- [What the task requires] Could you render every line of the data below as a JSON list of strings, one string per line, leaving out blank lines?

:: Data for the task

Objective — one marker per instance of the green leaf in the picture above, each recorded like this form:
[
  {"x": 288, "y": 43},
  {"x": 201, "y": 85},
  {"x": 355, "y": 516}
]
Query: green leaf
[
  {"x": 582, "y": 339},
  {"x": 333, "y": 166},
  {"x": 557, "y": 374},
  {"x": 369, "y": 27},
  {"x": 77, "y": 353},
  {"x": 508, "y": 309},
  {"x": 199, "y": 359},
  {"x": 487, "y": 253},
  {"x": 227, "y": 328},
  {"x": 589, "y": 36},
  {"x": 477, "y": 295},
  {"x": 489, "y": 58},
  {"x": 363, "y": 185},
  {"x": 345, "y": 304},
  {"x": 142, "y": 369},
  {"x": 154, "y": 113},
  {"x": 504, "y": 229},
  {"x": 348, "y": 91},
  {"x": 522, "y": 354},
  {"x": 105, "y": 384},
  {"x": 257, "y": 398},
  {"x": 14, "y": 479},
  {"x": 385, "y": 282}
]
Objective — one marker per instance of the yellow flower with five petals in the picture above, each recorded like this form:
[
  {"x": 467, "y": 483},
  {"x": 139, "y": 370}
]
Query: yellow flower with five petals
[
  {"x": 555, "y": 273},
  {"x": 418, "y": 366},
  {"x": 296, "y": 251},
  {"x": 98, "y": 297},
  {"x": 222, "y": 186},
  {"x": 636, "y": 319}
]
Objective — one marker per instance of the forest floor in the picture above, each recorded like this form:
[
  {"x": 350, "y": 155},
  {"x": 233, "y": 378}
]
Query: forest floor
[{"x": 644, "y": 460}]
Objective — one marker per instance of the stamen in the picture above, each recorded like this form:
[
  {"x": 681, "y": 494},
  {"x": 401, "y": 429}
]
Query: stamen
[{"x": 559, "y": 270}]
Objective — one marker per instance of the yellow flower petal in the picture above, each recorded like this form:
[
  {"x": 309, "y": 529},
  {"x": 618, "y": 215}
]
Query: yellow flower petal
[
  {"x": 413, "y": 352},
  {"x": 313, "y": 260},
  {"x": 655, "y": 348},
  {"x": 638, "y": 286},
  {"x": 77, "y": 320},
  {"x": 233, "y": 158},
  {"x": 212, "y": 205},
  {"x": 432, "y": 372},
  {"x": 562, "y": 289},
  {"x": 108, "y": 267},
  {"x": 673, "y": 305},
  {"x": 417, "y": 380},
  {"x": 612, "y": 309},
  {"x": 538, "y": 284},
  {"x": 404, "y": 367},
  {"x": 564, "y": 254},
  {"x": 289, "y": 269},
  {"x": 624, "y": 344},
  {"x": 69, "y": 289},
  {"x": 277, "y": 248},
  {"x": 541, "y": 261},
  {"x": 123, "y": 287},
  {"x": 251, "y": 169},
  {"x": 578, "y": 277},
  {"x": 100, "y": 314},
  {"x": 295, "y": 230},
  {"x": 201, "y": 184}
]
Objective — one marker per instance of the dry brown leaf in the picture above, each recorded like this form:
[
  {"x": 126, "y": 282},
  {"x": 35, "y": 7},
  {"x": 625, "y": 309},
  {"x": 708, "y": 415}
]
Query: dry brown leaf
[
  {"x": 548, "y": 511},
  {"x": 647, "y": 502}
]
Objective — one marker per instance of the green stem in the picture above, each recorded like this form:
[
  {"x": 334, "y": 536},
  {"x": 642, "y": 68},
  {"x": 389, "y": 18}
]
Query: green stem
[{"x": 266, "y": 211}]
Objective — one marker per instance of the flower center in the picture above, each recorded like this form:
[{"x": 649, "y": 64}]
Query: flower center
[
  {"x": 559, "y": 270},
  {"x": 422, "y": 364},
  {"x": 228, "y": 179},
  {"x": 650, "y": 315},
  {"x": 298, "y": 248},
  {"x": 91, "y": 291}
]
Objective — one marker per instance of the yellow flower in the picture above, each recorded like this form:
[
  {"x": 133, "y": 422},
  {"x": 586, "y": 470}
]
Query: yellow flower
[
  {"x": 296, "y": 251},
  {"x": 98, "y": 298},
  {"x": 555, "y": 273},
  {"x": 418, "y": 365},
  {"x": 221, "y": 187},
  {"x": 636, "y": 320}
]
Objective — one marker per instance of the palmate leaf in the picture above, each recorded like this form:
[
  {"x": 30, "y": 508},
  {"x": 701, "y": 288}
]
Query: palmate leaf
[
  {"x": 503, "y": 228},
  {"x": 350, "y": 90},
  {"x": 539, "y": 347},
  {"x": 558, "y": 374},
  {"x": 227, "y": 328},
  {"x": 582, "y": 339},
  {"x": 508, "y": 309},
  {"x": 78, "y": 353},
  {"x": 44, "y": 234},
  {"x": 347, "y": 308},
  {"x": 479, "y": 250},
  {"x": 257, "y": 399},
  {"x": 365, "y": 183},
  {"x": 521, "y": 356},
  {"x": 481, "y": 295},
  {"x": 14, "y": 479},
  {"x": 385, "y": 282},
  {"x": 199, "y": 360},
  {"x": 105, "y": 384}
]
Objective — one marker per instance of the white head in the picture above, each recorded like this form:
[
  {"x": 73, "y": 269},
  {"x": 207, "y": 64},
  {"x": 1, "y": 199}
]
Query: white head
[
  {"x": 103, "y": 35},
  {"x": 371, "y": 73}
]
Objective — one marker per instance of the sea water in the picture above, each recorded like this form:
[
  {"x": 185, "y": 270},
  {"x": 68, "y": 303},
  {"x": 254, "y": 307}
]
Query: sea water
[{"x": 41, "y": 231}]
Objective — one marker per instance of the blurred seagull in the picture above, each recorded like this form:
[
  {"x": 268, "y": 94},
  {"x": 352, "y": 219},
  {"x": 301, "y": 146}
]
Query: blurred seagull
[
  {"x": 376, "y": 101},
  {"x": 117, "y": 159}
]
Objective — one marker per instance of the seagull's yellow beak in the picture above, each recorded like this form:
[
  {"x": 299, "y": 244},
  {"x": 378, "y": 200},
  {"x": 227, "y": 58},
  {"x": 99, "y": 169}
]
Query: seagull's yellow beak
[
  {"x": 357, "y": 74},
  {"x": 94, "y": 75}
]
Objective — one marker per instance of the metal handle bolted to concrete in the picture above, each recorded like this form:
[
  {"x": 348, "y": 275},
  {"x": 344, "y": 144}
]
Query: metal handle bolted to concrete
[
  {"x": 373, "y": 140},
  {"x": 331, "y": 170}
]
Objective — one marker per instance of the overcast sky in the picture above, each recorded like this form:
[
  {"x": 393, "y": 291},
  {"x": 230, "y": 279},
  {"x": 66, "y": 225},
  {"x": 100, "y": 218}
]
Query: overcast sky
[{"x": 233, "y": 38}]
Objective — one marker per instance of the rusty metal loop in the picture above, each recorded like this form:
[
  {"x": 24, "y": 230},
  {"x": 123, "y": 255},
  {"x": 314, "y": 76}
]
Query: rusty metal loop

::::

- [The result]
[
  "Objective — one marker per instance of the green leaf in the picture above, each recorded like this form:",
  "[",
  "  {\"x\": 288, \"y\": 43},",
  "  {\"x\": 201, \"y\": 85},",
  "  {\"x\": 355, \"y\": 516}",
  "]",
  "Query: green leaf",
  "[",
  "  {\"x\": 582, \"y\": 339},",
  "  {\"x\": 333, \"y\": 166},",
  "  {\"x\": 557, \"y\": 374},",
  "  {\"x\": 369, \"y\": 27},",
  "  {\"x\": 77, \"y\": 353},",
  "  {\"x\": 508, \"y\": 309},",
  "  {\"x\": 199, \"y\": 359},",
  "  {\"x\": 487, \"y\": 253},",
  "  {\"x\": 227, \"y\": 328},",
  "  {\"x\": 589, \"y\": 36},",
  "  {\"x\": 477, \"y\": 295},",
  "  {\"x\": 489, \"y\": 58},",
  "  {\"x\": 363, \"y\": 185},",
  "  {\"x\": 345, \"y\": 304},",
  "  {\"x\": 142, \"y\": 369},",
  "  {\"x\": 154, \"y\": 113},",
  "  {\"x\": 504, \"y\": 229},",
  "  {\"x\": 348, \"y\": 91},",
  "  {\"x\": 522, \"y\": 354},",
  "  {\"x\": 105, \"y\": 384},",
  "  {\"x\": 257, \"y\": 398},",
  "  {\"x\": 14, \"y\": 479},",
  "  {\"x\": 385, \"y\": 282}",
  "]",
  "Objective — one marker per instance of the yellow flower with five petals in the picture above, each recorded like this form:",
  "[",
  "  {\"x\": 467, \"y\": 483},",
  "  {\"x\": 139, \"y\": 370}",
  "]",
  "Query: yellow flower with five petals",
  "[",
  "  {\"x\": 555, \"y\": 273},",
  "  {\"x\": 418, \"y\": 366},",
  "  {\"x\": 296, \"y\": 251},",
  "  {\"x\": 98, \"y\": 297},",
  "  {\"x\": 222, \"y\": 186},",
  "  {\"x\": 636, \"y\": 319}",
  "]",
  "Objective — one marker per instance of the forest floor in the picture above, each recorded like this form:",
  "[",
  "  {\"x\": 350, \"y\": 155},",
  "  {\"x\": 233, \"y\": 378}",
  "]",
  "Query: forest floor",
  "[{\"x\": 644, \"y\": 460}]",
  "Objective — one marker per instance of the stamen in the picture above, each recorded like this form:",
  "[",
  "  {\"x\": 681, \"y\": 494},",
  "  {\"x\": 401, \"y\": 429}",
  "]",
  "Query: stamen",
  "[{\"x\": 559, \"y\": 270}]",
  "Objective — one marker per instance of the yellow flower petal in the picture above, each recorded like this form:",
  "[",
  "  {\"x\": 309, \"y\": 529},",
  "  {\"x\": 618, \"y\": 215}",
  "]",
  "Query: yellow flower petal",
  "[",
  "  {\"x\": 413, \"y\": 352},",
  "  {\"x\": 313, \"y\": 260},",
  "  {\"x\": 655, \"y\": 348},",
  "  {\"x\": 638, \"y\": 286},",
  "  {\"x\": 77, \"y\": 320},",
  "  {\"x\": 233, \"y\": 158},",
  "  {\"x\": 212, \"y\": 205},",
  "  {\"x\": 432, \"y\": 372},",
  "  {\"x\": 562, \"y\": 289},",
  "  {\"x\": 108, \"y\": 267},",
  "  {\"x\": 673, \"y\": 305},",
  "  {\"x\": 417, \"y\": 380},",
  "  {\"x\": 612, \"y\": 309},",
  "  {\"x\": 538, \"y\": 284},",
  "  {\"x\": 404, \"y\": 367},",
  "  {\"x\": 564, \"y\": 254},",
  "  {\"x\": 289, \"y\": 269},",
  "  {\"x\": 624, \"y\": 344},",
  "  {\"x\": 69, \"y\": 289},",
  "  {\"x\": 277, \"y\": 248},",
  "  {\"x\": 541, \"y\": 261},",
  "  {\"x\": 123, \"y\": 287},",
  "  {\"x\": 251, \"y\": 169},",
  "  {\"x\": 578, \"y\": 277},",
  "  {\"x\": 100, \"y\": 314},",
  "  {\"x\": 295, \"y\": 230},",
  "  {\"x\": 201, \"y\": 184}",
  "]",
  "Objective — one marker per instance of the dry brown leaf in the picture above, each recorded like this form:",
  "[",
  "  {\"x\": 126, \"y\": 282},",
  "  {\"x\": 35, \"y\": 7},",
  "  {\"x\": 625, \"y\": 309},",
  "  {\"x\": 708, \"y\": 415}",
  "]",
  "Query: dry brown leaf",
  "[",
  "  {\"x\": 548, \"y\": 511},",
  "  {\"x\": 647, \"y\": 502}",
  "]",
  "Objective — one marker per instance of the green stem in the picture above, each recorded like this form:",
  "[",
  "  {\"x\": 334, \"y\": 536},",
  "  {\"x\": 642, \"y\": 68},",
  "  {\"x\": 389, \"y\": 18}",
  "]",
  "Query: green stem",
  "[{\"x\": 266, \"y\": 211}]",
  "Objective — one marker per instance of the flower center in the picture above, each recorded like this form:",
  "[{\"x\": 649, \"y\": 64}]",
  "Query: flower center",
  "[",
  "  {\"x\": 559, \"y\": 270},",
  "  {\"x\": 422, \"y\": 364},",
  "  {\"x\": 228, \"y\": 179},",
  "  {\"x\": 650, \"y\": 315},",
  "  {\"x\": 298, \"y\": 248},",
  "  {\"x\": 91, \"y\": 291}",
  "]",
  "Objective — one marker per instance of the yellow flower in the picture above, each recorded like this form:",
  "[",
  "  {\"x\": 133, \"y\": 422},",
  "  {\"x\": 586, \"y\": 470}",
  "]",
  "Query: yellow flower",
  "[",
  "  {\"x\": 296, \"y\": 251},",
  "  {\"x\": 98, \"y\": 298},",
  "  {\"x\": 555, \"y\": 273},",
  "  {\"x\": 418, \"y\": 365},",
  "  {\"x\": 221, \"y\": 187},",
  "  {\"x\": 636, \"y\": 320}",
  "]",
  "Objective — one marker per instance of the palmate leaf in the picture above, each recorded like this form:",
  "[",
  "  {\"x\": 30, \"y\": 508},",
  "  {\"x\": 701, \"y\": 288}",
  "]",
  "Query: palmate leaf",
  "[",
  "  {\"x\": 503, \"y\": 228},",
  "  {\"x\": 350, \"y\": 90},",
  "  {\"x\": 539, \"y\": 347},",
  "  {\"x\": 558, \"y\": 374},",
  "  {\"x\": 227, \"y\": 328},",
  "  {\"x\": 582, \"y\": 339},",
  "  {\"x\": 508, \"y\": 309},",
  "  {\"x\": 78, \"y\": 353},",
  "  {\"x\": 44, \"y\": 234},",
  "  {\"x\": 347, \"y\": 308},",
  "  {\"x\": 479, \"y\": 250},",
  "  {\"x\": 257, \"y\": 399},",
  "  {\"x\": 365, \"y\": 183},",
  "  {\"x\": 521, \"y\": 356},",
  "  {\"x\": 481, \"y\": 295},",
  "  {\"x\": 14, \"y\": 479},",
  "  {\"x\": 385, \"y\": 282},",
  "  {\"x\": 199, \"y\": 360},",
  "  {\"x\": 105, \"y\": 384}",
  "]",
  "Objective — one marker per instance of the white head in the picture above, each recorded like this form:",
  "[",
  "  {\"x\": 73, \"y\": 269},",
  "  {\"x\": 207, \"y\": 64},",
  "  {\"x\": 1, \"y\": 199}",
  "]",
  "Query: white head",
  "[",
  "  {\"x\": 103, \"y\": 35},",
  "  {\"x\": 371, \"y\": 73}",
  "]",
  "Objective — one marker per instance of the sea water in the picture above, each recorded like this form:",
  "[",
  "  {\"x\": 185, \"y\": 270},",
  "  {\"x\": 68, \"y\": 303},",
  "  {\"x\": 254, \"y\": 307}",
  "]",
  "Query: sea water",
  "[{\"x\": 41, \"y\": 231}]",
  "Objective — one marker per instance of the blurred seagull in the picture above, each recorded like this form:",
  "[",
  "  {\"x\": 268, \"y\": 94},",
  "  {\"x\": 352, \"y\": 219},",
  "  {\"x\": 301, \"y\": 146}",
  "]",
  "Query: blurred seagull",
  "[",
  "  {\"x\": 376, \"y\": 101},",
  "  {\"x\": 117, \"y\": 159}",
  "]",
  "Objective — one marker per instance of the seagull's yellow beak in the picture above, each recorded like this form:",
  "[",
  "  {\"x\": 299, \"y\": 244},",
  "  {\"x\": 378, \"y\": 200},",
  "  {\"x\": 227, \"y\": 58},",
  "  {\"x\": 99, \"y\": 169}",
  "]",
  "Query: seagull's yellow beak",
  "[",
  "  {\"x\": 357, \"y\": 74},",
  "  {\"x\": 94, \"y\": 75}",
  "]",
  "Objective — one marker per instance of the metal handle bolted to concrete in the picture above, each recorded like this form:",
  "[",
  "  {\"x\": 348, \"y\": 275},",
  "  {\"x\": 344, \"y\": 144}",
  "]",
  "Query: metal handle bolted to concrete",
  "[",
  "  {\"x\": 373, \"y\": 140},",
  "  {\"x\": 331, \"y\": 170}",
  "]",
  "Objective — one marker per instance of the overcast sky in the picture above, each recorded like this form:",
  "[",
  "  {\"x\": 393, \"y\": 291},",
  "  {\"x\": 230, \"y\": 279},",
  "  {\"x\": 66, \"y\": 225},",
  "  {\"x\": 100, \"y\": 218}",
  "]",
  "Query: overcast sky",
  "[{\"x\": 233, \"y\": 38}]",
  "Objective — one marker per instance of the rusty metal loop in the picture above, each recorded like this form:",
  "[",
  "  {\"x\": 24, \"y\": 230},",
  "  {\"x\": 123, \"y\": 255},",
  "  {\"x\": 314, \"y\": 76}",
  "]",
  "Query: rusty metal loop"
]